Exercise materials:
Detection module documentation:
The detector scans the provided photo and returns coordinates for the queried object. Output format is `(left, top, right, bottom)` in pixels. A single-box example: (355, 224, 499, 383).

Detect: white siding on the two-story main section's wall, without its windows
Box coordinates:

...

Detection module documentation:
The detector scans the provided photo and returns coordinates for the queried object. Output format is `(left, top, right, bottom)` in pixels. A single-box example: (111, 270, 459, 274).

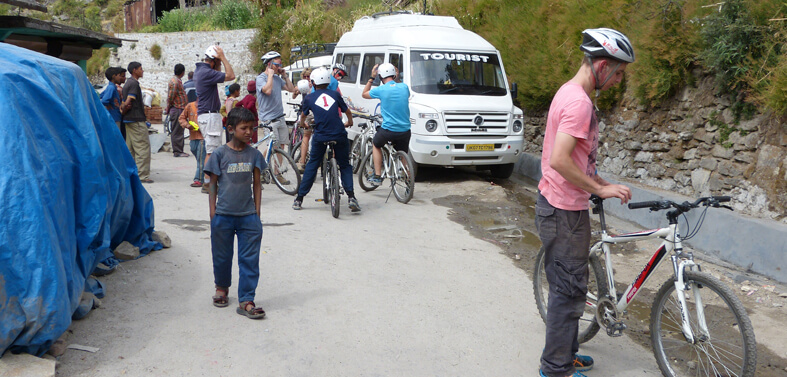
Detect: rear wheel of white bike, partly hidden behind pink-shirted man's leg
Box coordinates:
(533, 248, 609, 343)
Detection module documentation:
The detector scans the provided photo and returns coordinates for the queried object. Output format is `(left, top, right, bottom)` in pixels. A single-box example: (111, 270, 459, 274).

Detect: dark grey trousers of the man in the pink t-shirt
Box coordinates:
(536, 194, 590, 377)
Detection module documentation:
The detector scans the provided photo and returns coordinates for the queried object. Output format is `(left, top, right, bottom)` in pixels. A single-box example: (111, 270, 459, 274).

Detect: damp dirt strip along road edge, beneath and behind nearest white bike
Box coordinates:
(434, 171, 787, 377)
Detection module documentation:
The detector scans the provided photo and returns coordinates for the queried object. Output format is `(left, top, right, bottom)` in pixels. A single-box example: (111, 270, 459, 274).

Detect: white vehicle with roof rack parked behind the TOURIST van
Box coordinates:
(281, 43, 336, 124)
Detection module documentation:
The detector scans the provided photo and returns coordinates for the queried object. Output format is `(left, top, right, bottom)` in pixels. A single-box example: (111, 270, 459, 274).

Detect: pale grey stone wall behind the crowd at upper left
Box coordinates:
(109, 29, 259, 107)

==

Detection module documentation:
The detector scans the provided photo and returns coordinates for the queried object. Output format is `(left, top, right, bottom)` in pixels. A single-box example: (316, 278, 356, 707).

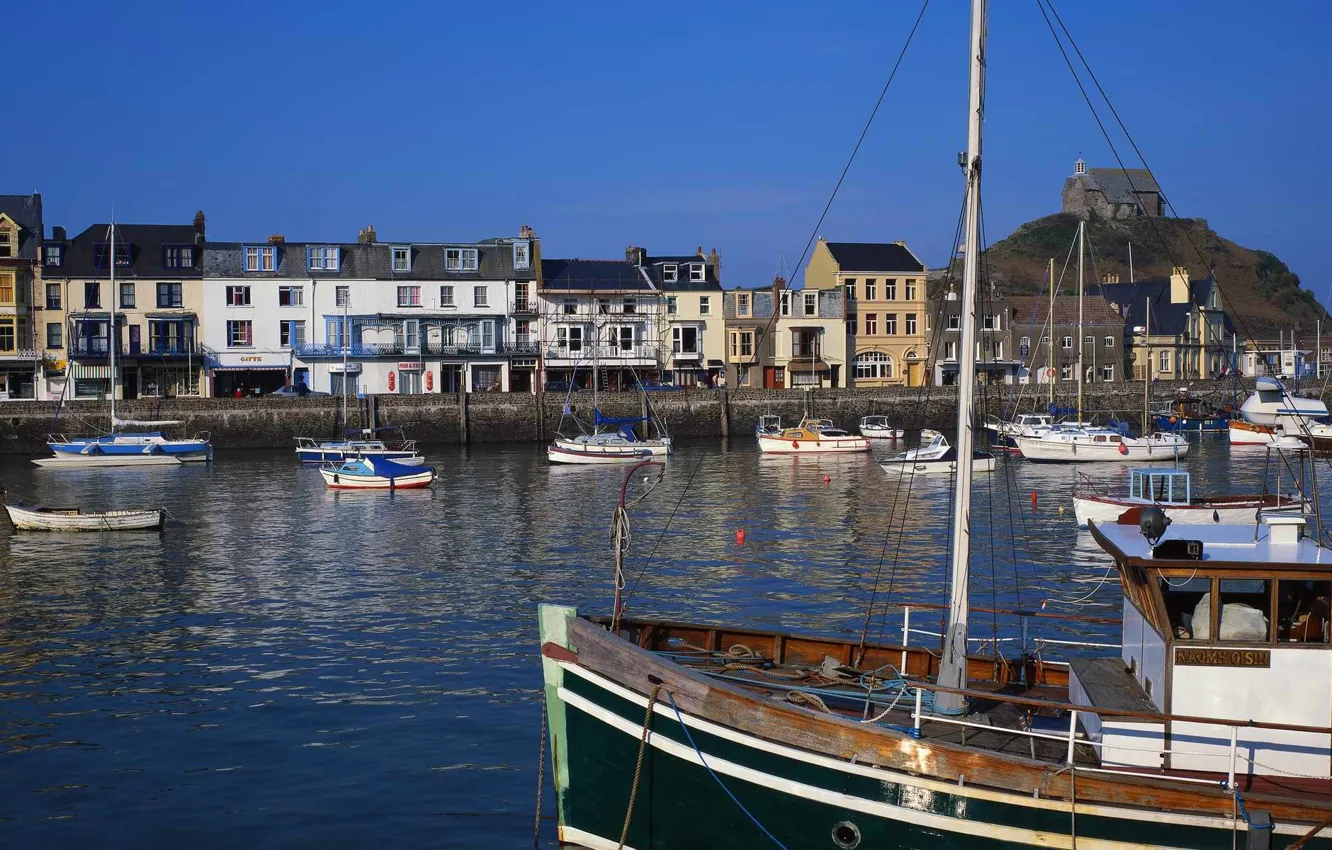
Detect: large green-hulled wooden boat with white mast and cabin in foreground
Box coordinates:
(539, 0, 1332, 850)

Required action:
From the lines above, copy those that contain the word "pink".

Completed task:
Detect: rear wheel of white bike, partly hidden behind pink-shirted man's leg
Detect: dark grey trousers of the man in the pink t-shirt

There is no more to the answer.